*PASSAGE FOR REVIEW:*

__________________________________________________

Montchevré, America’s leading provider of goat cheese, just made a huge statement with their release of a new line of fresh, non-GMO goat cheeses. The collection is currently the only non-GMO goat cheese certified by the National Science Foundation. Montchevré first investigated converting to non-GMO three years ago, and are working toward becoming a 100 percent non-GMO.

For Montchevré, it’s about a commitment to a high quality product. In a recent press release, co-founder Arnauld Solandt stated, “We believe that using traditional farming methods, preserving the integrity of the seeds, and reducing the use of pesticides and herbicides is not only important to our environment, but our customers, farmers, and goats as well.” At the 2011 American Cheese Society Conference, Solandt discussed his commitment to the environment and the results of original research conducted by the company—Montchevré’s lab in Iowa analyzes crops, hay, and feed for its milk producers, which include more than 350 independent family farms.

__________________________________________________

Point localization records:
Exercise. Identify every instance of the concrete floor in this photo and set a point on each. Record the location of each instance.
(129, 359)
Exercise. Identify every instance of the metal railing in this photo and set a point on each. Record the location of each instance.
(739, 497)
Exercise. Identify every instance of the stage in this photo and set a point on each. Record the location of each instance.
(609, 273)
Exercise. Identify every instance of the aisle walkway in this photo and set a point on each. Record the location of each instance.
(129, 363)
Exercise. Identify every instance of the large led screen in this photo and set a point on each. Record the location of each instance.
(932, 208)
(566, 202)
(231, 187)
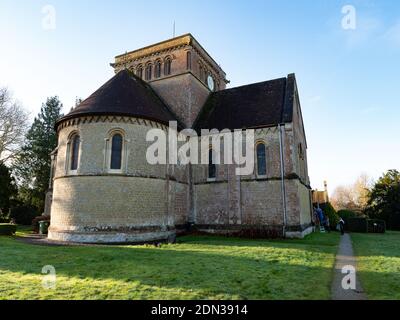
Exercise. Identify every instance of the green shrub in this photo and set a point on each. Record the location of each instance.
(330, 212)
(4, 217)
(347, 214)
(356, 225)
(7, 229)
(376, 226)
(23, 214)
(35, 222)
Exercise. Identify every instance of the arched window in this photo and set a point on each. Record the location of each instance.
(157, 69)
(201, 72)
(212, 169)
(188, 60)
(148, 72)
(261, 160)
(139, 72)
(167, 66)
(116, 152)
(74, 152)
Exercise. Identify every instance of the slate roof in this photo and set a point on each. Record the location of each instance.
(261, 104)
(124, 95)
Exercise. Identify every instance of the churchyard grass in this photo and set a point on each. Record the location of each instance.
(378, 259)
(196, 267)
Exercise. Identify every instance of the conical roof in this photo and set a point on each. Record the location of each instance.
(124, 95)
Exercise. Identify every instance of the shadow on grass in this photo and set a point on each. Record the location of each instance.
(264, 271)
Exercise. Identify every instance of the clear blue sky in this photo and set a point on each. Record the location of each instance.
(348, 79)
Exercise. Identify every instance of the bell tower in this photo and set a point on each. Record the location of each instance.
(180, 71)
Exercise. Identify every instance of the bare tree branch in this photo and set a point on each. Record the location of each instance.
(13, 126)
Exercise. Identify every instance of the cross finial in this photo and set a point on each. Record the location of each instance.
(125, 59)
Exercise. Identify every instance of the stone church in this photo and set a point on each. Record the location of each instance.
(103, 190)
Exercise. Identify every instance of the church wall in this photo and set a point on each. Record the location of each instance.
(144, 199)
(184, 94)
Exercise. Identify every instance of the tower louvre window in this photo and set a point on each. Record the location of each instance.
(261, 160)
(139, 72)
(157, 69)
(167, 67)
(188, 60)
(148, 72)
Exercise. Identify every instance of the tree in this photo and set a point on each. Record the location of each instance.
(384, 199)
(8, 189)
(353, 197)
(13, 125)
(33, 163)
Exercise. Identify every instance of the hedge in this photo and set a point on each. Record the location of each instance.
(23, 214)
(7, 229)
(365, 225)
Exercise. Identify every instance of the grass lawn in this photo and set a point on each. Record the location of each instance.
(378, 257)
(201, 267)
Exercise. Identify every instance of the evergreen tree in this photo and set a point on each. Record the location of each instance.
(8, 190)
(384, 199)
(33, 164)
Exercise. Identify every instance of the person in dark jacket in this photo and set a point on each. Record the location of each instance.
(327, 224)
(341, 225)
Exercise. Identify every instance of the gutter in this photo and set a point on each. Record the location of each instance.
(283, 189)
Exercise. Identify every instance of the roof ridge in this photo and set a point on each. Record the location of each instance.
(250, 84)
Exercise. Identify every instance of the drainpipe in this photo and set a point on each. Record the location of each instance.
(281, 149)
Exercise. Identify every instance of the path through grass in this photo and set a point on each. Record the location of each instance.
(194, 268)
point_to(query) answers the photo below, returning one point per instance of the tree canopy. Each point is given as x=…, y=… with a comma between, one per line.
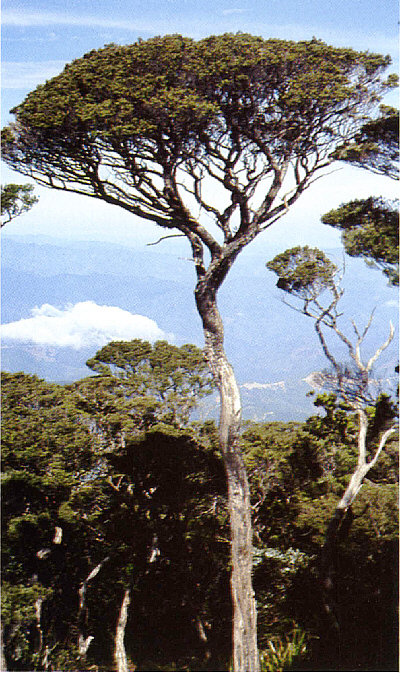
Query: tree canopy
x=376, y=146
x=370, y=229
x=230, y=130
x=15, y=200
x=121, y=123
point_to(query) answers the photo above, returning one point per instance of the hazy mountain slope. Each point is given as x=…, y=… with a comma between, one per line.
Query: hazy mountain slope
x=265, y=340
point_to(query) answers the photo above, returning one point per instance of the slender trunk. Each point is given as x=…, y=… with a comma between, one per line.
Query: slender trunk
x=245, y=652
x=120, y=653
x=342, y=518
x=3, y=665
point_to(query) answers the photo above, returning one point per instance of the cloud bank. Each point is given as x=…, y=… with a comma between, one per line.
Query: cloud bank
x=82, y=325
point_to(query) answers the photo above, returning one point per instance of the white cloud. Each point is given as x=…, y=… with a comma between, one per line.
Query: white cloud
x=226, y=12
x=81, y=325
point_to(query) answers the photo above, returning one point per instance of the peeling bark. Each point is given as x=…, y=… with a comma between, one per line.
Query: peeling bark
x=245, y=651
x=84, y=643
x=342, y=518
x=120, y=653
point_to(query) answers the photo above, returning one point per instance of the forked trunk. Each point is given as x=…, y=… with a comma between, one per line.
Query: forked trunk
x=245, y=652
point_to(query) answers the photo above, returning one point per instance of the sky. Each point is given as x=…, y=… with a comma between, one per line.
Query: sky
x=40, y=36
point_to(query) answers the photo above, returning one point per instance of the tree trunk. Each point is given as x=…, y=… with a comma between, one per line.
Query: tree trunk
x=120, y=653
x=245, y=652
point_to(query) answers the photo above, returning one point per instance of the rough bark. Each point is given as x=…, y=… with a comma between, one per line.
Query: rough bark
x=119, y=652
x=245, y=652
x=3, y=663
x=342, y=518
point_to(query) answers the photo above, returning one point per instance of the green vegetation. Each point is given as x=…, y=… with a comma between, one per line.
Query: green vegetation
x=16, y=200
x=94, y=509
x=157, y=128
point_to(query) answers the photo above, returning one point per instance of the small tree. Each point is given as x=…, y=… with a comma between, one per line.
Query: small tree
x=157, y=128
x=370, y=229
x=16, y=200
x=375, y=146
x=308, y=275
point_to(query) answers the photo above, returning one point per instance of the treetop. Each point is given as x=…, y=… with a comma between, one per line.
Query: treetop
x=142, y=126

__________________________________________________

*DIRECTIONS:*
**1)** Can you repeat the stretch of the goat cheese passage from "Montchevré, America’s leading" through "100 percent non-GMO.", substituting "bold statement" for "huge statement"?
**2)** Can you condense the paragraph of the goat cheese passage that opens "For Montchevré, it’s about" while keeping its main facts?

*WRITTEN RESPONSES:*
**1)**
Montchevré, America’s leading provider of goat cheese, just made a bold statement with their release of a new line of fresh, non-GMO goat cheeses. The collection is currently the only non-GMO goat cheese certified by the National Science Foundation. Montchevré first investigated converting to non-GMO three years ago, and are working toward becoming a 100 percent non-GMO.

**2)** For Montchevré, the priority is a high-quality product. Co-founder Arnauld Solandt said that traditional farming, preserving seed integrity and reducing pesticide and herbicide use matter to the environment, customers, farmers and goats. At the 2011 American Cheese Society Conference, he discussed this commitment and the company's original research. Its Iowa lab analyzes crops, hay and feed for its milk producers, which include more than 350 independent family farms.